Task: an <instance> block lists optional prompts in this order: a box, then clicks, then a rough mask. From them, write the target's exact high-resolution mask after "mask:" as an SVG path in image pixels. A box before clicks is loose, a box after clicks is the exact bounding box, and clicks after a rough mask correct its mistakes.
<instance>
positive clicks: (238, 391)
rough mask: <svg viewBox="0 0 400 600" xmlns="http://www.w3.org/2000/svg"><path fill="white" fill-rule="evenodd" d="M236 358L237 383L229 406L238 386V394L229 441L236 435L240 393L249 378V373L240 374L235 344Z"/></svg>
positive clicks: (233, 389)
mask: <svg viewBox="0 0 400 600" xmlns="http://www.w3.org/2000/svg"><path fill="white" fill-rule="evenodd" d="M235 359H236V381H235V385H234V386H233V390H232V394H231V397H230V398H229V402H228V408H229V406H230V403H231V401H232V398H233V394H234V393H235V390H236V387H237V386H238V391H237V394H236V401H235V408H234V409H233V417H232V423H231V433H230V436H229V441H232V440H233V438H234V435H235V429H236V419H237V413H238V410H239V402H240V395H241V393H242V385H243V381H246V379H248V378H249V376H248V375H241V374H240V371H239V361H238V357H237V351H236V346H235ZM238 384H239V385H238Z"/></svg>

...

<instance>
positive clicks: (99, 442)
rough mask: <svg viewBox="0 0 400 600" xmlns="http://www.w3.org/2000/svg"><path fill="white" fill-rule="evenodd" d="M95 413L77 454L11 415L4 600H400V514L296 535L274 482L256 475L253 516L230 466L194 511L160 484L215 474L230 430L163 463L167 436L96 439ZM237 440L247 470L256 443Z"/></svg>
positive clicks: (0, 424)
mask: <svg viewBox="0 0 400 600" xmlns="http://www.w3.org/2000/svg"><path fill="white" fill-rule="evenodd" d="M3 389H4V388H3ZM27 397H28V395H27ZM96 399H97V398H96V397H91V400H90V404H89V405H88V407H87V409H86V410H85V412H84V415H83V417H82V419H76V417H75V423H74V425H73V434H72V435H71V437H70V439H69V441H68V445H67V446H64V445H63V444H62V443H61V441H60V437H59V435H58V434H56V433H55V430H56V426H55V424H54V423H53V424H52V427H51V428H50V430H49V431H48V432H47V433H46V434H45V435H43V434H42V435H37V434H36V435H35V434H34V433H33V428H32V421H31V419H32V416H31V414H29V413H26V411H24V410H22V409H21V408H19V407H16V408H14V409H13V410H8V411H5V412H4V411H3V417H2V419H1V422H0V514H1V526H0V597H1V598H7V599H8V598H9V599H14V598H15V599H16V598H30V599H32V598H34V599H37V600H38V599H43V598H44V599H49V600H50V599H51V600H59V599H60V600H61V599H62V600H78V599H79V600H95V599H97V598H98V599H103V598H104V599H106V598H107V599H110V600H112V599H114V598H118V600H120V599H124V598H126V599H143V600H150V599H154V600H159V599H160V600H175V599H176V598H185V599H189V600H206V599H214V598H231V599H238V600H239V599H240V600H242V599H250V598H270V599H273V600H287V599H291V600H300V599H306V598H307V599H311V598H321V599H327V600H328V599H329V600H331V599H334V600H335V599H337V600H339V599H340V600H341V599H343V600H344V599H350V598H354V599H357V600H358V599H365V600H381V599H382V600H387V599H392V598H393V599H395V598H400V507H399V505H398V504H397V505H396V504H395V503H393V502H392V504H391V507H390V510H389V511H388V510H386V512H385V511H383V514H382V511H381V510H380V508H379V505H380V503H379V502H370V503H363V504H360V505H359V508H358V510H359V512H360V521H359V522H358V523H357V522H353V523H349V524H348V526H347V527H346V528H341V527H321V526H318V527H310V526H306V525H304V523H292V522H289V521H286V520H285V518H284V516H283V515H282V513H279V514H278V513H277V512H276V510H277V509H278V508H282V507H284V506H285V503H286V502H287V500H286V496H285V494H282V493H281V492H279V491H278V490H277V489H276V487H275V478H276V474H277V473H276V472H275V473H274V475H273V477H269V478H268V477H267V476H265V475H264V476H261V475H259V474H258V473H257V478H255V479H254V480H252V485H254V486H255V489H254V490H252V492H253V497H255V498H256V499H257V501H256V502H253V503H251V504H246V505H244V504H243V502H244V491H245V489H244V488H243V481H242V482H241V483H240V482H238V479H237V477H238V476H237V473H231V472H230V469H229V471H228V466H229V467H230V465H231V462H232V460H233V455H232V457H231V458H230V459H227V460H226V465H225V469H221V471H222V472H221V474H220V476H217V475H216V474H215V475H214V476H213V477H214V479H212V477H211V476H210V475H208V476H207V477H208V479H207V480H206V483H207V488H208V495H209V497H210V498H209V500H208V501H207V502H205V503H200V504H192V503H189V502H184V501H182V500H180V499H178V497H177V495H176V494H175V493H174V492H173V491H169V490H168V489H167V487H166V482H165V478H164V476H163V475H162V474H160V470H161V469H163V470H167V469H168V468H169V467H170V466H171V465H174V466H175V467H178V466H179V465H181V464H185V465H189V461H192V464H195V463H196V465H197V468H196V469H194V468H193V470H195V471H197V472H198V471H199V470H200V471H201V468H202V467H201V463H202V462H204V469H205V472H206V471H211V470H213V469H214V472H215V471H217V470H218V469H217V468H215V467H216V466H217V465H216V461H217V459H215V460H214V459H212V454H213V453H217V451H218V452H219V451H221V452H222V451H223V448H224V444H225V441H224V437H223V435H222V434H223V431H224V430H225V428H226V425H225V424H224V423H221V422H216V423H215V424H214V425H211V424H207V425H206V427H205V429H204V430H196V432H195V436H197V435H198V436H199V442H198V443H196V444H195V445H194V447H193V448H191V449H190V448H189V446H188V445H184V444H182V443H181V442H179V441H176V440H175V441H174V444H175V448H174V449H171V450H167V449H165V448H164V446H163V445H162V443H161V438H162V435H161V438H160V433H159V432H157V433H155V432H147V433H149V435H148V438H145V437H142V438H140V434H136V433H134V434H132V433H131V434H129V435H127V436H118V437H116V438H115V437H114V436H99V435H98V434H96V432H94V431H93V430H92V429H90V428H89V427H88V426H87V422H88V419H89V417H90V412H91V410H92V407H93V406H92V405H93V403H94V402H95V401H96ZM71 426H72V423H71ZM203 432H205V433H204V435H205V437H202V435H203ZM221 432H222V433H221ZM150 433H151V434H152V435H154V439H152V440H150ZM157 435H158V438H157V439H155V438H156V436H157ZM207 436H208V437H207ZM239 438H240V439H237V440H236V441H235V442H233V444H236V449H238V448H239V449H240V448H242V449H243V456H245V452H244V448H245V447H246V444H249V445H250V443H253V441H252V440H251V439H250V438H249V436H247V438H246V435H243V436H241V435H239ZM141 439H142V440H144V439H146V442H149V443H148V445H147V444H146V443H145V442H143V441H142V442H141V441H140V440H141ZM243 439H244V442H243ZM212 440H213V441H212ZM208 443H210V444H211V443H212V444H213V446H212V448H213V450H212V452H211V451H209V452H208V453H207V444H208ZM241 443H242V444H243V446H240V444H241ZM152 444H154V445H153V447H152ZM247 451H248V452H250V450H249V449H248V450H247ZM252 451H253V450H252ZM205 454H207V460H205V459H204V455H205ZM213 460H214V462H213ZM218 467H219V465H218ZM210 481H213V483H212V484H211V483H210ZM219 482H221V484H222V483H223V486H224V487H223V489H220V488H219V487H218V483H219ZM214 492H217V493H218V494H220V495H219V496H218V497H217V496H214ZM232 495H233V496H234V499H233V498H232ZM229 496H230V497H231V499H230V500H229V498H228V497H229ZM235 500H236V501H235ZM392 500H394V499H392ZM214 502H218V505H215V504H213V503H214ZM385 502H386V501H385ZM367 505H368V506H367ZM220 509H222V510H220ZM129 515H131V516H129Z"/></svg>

:: TASK PROMPT ::
Looking at the entries above, can you reproduce exactly the lines from the one that holds "Task: an <instance>" through the one that holds "positive clicks: (238, 391)", and only those?

:: TASK RESULT ::
Task: an <instance> block lists optional prompts in this order: a box, then clicks, then a rough mask. From them, write the target's exact high-resolution mask after "mask:" as an SVG path in image pixels. A box before clicks is loose, a box after clicks is the exact bounding box, and clicks after a rough mask correct its mistakes.
<instance>
positive clicks: (238, 391)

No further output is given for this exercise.